- Task details
Reproduce every one of the records below verbatim, line for line.

- Dataset records
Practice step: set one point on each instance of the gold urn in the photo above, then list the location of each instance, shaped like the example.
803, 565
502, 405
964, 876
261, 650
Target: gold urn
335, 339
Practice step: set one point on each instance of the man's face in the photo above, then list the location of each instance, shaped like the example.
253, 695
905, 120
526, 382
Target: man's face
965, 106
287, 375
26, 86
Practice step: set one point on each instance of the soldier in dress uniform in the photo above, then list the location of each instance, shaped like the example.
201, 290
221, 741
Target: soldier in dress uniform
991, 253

- Solved exercise
Practice step: set one point on each instance of the gold urn in the photo above, then list the location of each instance, shaped like the example.
803, 565
502, 405
964, 876
261, 650
Target: gold urn
335, 339
Practice step: set one point on each instance of the man's face in the photo above, then list the location of each instance, shaped like the example.
253, 695
905, 120
526, 382
Target: man's face
965, 106
287, 375
26, 86
Practice step: set one point on each instance of the soldier in dress uniform in the photo above, then list the location of each instance, shaped like the example.
201, 290
221, 741
Target: soldier in dress uniform
991, 253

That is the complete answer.